所給文章:
──────────

Elasticsearch的學習以及其JAVA API的使用

阿新 • • 發佈：2018-11-22

此文章主要整理Elasticsearch的實際使用中遇到的一些搜尋技巧以及JAVA API的呼叫方法。後續會不斷地補充。

簡單搜尋

一條搜尋的json語句如下:

{
  "query": {
    ... 
  }
}

可以指定起始值和返回結果數實現分頁查詢，如下：

{
"from": 0,
"size": 10,
"query": {
"match_all": {}
}
}

如果不指定分頁數的話預設起始值是0，返回結果數是10。

可以選擇性的載入一部分欄位，如下：

{
"fields": [
"userId"
],
"query": {
"match_all": {}
}
}

表示Hits結果只加載userId欄位，如果fields欄位為空或不存在則只返回"_index"，"_type"，"_id"，"_score"這些欄位

Match All Query

{
    "query": {
        "match_all": {}
    }
}
matchAllQuery表示查詢匹配全部文件。其對應的Java類為MatchAllQueryBuilder。

Term Query

{
  "query": {
    "term" : { "user" : "Kimchy" } 
  }
}

termQuery表示精確匹配搜尋，不對內容進行分詞。即例項中表示是查詢內容的user欄位的值為Kimchy的文件。其對應的Java為

TermQueryBuilder。有多個構造器第一個引數為要匹配欄位，第二個引數為匹配值。

eg：

QueryBuilders.termQuery("name", "你的名字。")

Match Query

{
"query": {
"match": {
"name": "甜心格格第二季"
}
}
}

matchQuery匹配單個欄位查詢，即查詢name欄位名為"甜心格格第二季"的文件。其對應的JAVA類為MatchQueryBuilder。

{
"query": {
"match": {
"_all": "你神"
}
}
}

如果欄位為“_all”則表示對所有欄位進行檢索。matchQuery有三種類型：boolean, phrase,phrase_prefix。

Boolean

boolean是預設型別。根據官網文件,設定為boolean時意味著對所提供的文字進行分析，並且分析過程根據所提供的文字構造布林查詢。設定operator可以控制，預設為or。即會對給出的值進行分詞。minimum_should_match 用來設定最小分詞匹配數。

Phrase和Phrase_prefix

phrase和phrase_prefix都可以檢索短語。不同的是phrase_prefix可以在最後一個詞進行字首匹配。

eg：

{
  "query": {
    "match_phrase_prefix": {
        "name": "quick brown f"
    }
  }
}

MultiMatch Query

{
"query": {
"multi_match": {
"query": "你的名字（花絮預告）",
"fields": [
"name",
"awards"
]
}
}
}

multiMatchQuery是多個欄位匹配值。field欄位可以使用萬用字元指定。比如*_name可以匹配例如first_name與last_name這樣的欄位。^可以提升欄位的重要度，例如name^3。

它的type屬性可以被設定為best_fields、most_fields、cross_fields、phrase、phrase_prefix這幾種。具體的用法今後再研究。

對應的JAVA類為MultiMatchQueryBuilder。

ps:還有一種用法

{
"query": {
"term": {
"all_worlds": "日本"
}
}
}

這樣會查詢所有欄位中包含“日本”的文件。

Wildcard Query

{
"query": {
"wildcard": {
"name": "*的*"
}
}
}

wildcardQuery是模糊查詢。？匹配單個字元，*匹配多個字元。JAVA類WildcardQueryBuilder。

Query String Query

{
    "query": {
        "query_string" : {
            "query" : "(new york city) OR (big apple)"
        }
    }
}

Parameter	Description
`query`	The actual query to be parsed. See Query string syntax.
`default_field`	The default field for query terms if no prefix field is specified. Defaults to the `index.query.default_field` index settings, which in turn defaults to `_all`.
`default_operator`	The default operator used if no explicit operator is specified. For example, with a default operator of `OR`, the query `capital of Hungary` is translated to `capital OR of OR Hungary`, and with default operator of `AND`, the same query is translated to `capital AND of AND Hungary`. The default value is `OR`.

──────────

所示記錄:
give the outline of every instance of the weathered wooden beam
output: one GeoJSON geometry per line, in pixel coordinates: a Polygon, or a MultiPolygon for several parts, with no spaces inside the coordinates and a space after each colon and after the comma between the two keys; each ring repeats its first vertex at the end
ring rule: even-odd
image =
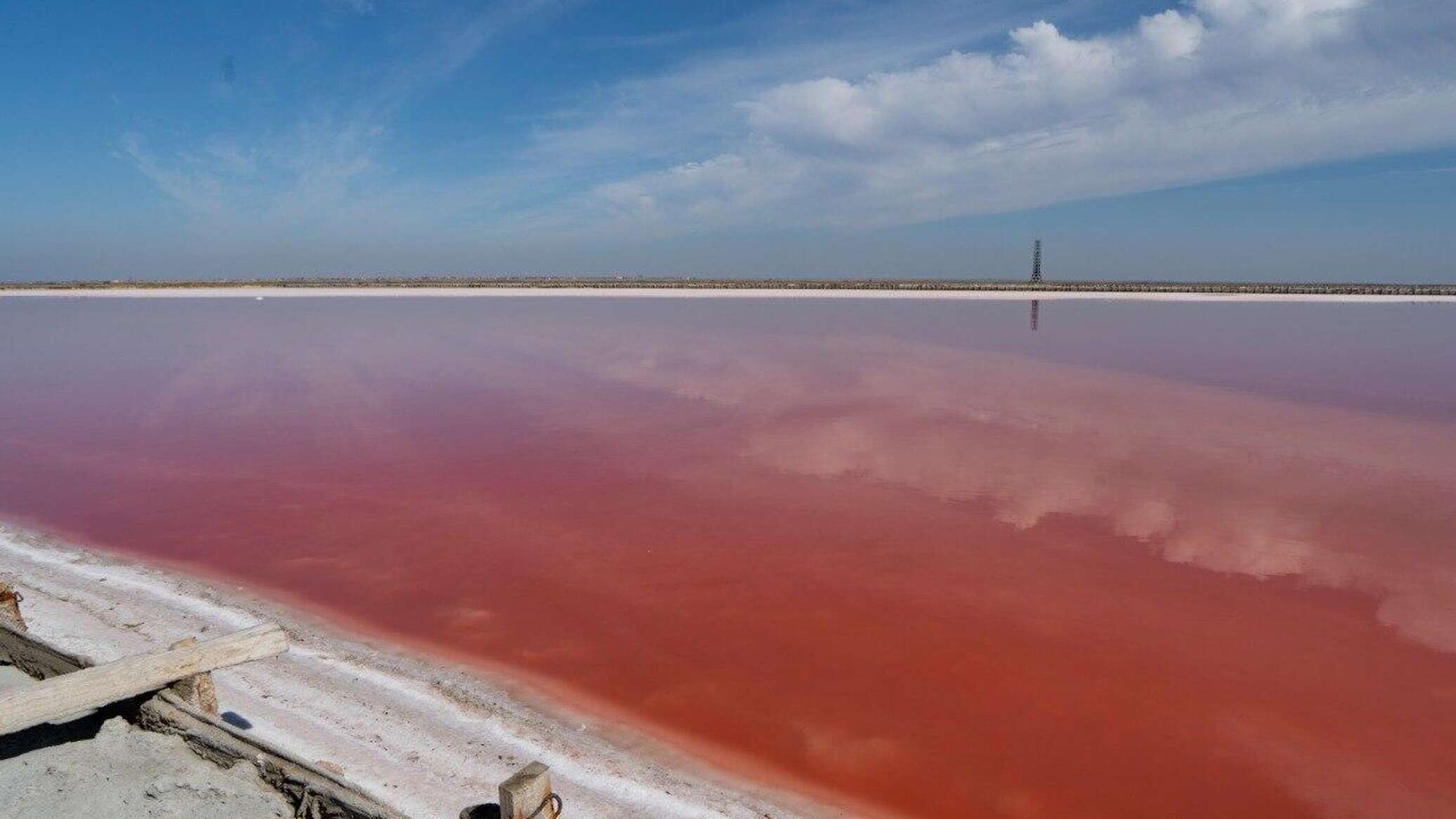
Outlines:
{"type": "MultiPolygon", "coordinates": [[[[192,646],[197,646],[197,637],[178,640],[172,644],[173,648],[189,648],[192,646]]],[[[173,694],[181,697],[182,701],[192,705],[198,711],[204,711],[207,714],[217,713],[217,686],[213,685],[211,672],[182,678],[173,682],[170,689],[173,694]]]]}
{"type": "Polygon", "coordinates": [[[275,657],[288,637],[274,624],[255,625],[185,648],[122,657],[0,694],[0,736],[127,700],[201,672],[275,657]]]}
{"type": "Polygon", "coordinates": [[[20,615],[20,593],[15,590],[15,586],[3,581],[0,581],[0,619],[25,631],[25,616],[20,615]]]}
{"type": "MultiPolygon", "coordinates": [[[[0,621],[0,657],[39,679],[90,666],[84,657],[68,654],[32,634],[9,628],[4,621],[0,621]]],[[[239,762],[255,765],[264,781],[301,809],[304,816],[405,819],[399,812],[364,796],[342,777],[297,759],[255,736],[248,736],[178,697],[170,688],[141,702],[134,718],[143,729],[182,737],[194,753],[215,765],[224,768],[239,762]]]]}
{"type": "Polygon", "coordinates": [[[501,819],[556,819],[561,797],[550,790],[550,768],[530,762],[501,783],[501,819]]]}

──────────

書面任務 1: 在這篇Elasticsearch文章中，如果不指定分頁數，預設的起始值和返回結果數各是多少？
書面任務 2: 將這篇Elasticsearch文章從“wildcardQuery是”起到“Query string syntax.”為止（含此處）的部分重寫一遍，並把其中的“模糊查詢”改成“萬用字元查詢”。
書面任務 3: 這篇Elasticsearch文章說MultiMatch Query的type屬性可以設定為哪幾種？請全部列出。

書面回答 1: 預設起始值是0，返回結果數是10。

書面回答 2:
wildcardQuery是萬用字元查詢。？匹配單個字元，*匹配多個字元。JAVA類WildcardQueryBuilder。

Query String Query

{
    "query": {
        "query_string" : {
            "query" : "(new york city) OR (big apple)"
        }
    }
}

Parameter	Description
`query`	The actual query to be parsed. See Query string syntax.

書面回答 3: best_fields、most_fields、cross_fields、phrase、phrase_prefix